#### Task
Copy every line of the entries between the lines holding "Expected behaviour: mark a point on the handbag, one" and "[[945, 581], [857, 568], [912, 580], [1000, 580], [808, 568]]", inclusive. Leave each line unchanged except the result lines, where every point coordinate is adjusted by -64.

────────

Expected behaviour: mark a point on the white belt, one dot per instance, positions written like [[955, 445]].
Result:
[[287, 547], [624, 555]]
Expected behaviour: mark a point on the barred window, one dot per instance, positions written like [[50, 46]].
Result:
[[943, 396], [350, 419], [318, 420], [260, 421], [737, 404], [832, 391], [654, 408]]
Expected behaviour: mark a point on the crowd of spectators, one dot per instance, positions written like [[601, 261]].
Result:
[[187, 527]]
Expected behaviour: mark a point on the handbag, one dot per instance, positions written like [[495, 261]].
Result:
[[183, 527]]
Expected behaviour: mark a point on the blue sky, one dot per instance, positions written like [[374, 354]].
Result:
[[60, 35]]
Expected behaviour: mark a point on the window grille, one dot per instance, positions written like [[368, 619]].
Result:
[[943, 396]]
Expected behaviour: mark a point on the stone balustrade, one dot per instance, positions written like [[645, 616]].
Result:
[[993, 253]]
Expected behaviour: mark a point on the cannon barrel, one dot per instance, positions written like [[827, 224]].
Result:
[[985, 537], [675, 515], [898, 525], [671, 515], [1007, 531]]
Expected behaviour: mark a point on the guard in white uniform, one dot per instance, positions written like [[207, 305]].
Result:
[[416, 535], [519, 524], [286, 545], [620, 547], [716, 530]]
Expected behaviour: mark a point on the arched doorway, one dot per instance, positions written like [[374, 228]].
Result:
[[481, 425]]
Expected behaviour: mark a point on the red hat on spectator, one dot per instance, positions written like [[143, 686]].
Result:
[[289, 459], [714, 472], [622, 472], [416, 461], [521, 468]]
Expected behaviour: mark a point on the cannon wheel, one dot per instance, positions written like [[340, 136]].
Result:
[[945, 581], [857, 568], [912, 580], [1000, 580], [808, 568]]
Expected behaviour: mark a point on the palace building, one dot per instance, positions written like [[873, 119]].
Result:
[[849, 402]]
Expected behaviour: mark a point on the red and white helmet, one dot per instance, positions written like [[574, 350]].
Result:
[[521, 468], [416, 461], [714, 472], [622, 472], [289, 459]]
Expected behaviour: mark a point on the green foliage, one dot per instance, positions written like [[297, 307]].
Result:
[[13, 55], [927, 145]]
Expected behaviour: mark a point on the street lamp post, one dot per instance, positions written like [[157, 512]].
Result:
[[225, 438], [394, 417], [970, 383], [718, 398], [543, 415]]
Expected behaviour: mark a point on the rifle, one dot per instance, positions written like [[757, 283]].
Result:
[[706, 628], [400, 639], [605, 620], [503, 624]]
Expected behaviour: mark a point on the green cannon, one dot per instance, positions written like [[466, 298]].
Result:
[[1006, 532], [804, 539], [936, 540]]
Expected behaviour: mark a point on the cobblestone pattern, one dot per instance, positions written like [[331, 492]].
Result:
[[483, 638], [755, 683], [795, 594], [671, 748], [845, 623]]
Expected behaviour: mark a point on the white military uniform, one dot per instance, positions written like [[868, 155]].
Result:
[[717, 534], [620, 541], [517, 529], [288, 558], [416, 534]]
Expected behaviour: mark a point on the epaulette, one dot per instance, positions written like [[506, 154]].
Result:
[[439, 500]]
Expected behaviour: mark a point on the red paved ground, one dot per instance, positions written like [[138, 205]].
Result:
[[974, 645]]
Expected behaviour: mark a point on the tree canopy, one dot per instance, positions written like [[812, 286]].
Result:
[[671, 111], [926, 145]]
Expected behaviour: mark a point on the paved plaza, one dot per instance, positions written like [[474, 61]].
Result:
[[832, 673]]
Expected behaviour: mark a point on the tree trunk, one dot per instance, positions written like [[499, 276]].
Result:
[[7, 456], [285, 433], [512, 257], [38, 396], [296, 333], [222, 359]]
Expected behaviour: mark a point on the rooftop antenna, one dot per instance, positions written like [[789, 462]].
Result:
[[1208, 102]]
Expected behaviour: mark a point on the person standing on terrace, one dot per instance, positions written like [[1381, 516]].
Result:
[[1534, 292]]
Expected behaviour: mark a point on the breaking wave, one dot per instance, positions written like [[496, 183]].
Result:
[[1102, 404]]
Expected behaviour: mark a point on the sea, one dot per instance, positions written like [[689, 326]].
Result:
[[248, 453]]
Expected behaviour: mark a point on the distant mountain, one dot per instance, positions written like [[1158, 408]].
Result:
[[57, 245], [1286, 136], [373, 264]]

────────

#### The completed task
Expected behaviour: mark a point on the handbag, one dot per instance, positions written like [[495, 261]].
Result:
[[119, 463]]
Expected behaviour: mark a point on the blue sky, one dot per instance, positions written like [[374, 354]].
Result:
[[-4, -29]]
Expected behaviour: mark a point on the window grille, one dot per instance, positions written like [[368, 619]].
Result:
[[879, 332]]
Expected behaviour: mark a point on the stone balustrade, one dot per instance, positions written like [[645, 616]].
Result:
[[929, 189]]
Expected behaviour: mark a point on the cannon barrel, one dot per instance, positions written like [[827, 224]].
Result:
[[921, 473], [611, 451], [834, 461], [607, 451], [943, 467]]
Expected behaviour: mark a point on the guard in white uniform, one dot per instance, positions written like [[207, 305]].
Result:
[[352, 471], [455, 460], [222, 481], [556, 483], [652, 466]]
Expected behaviour: mark a point on the arched doorway, one dot per instance, positions written like [[374, 228]].
Result:
[[417, 361]]
Expected behaviour: mark a point on the red hat on spectator, one dot per instance, positions written like [[143, 686]].
Result:
[[225, 395], [650, 408], [558, 408], [352, 397], [457, 404]]
Expected behaviour: mark a point on the cannon wheel, one dot per instance, positions written like [[340, 136]].
Result:
[[881, 517], [793, 504], [848, 516], [936, 516], [744, 504]]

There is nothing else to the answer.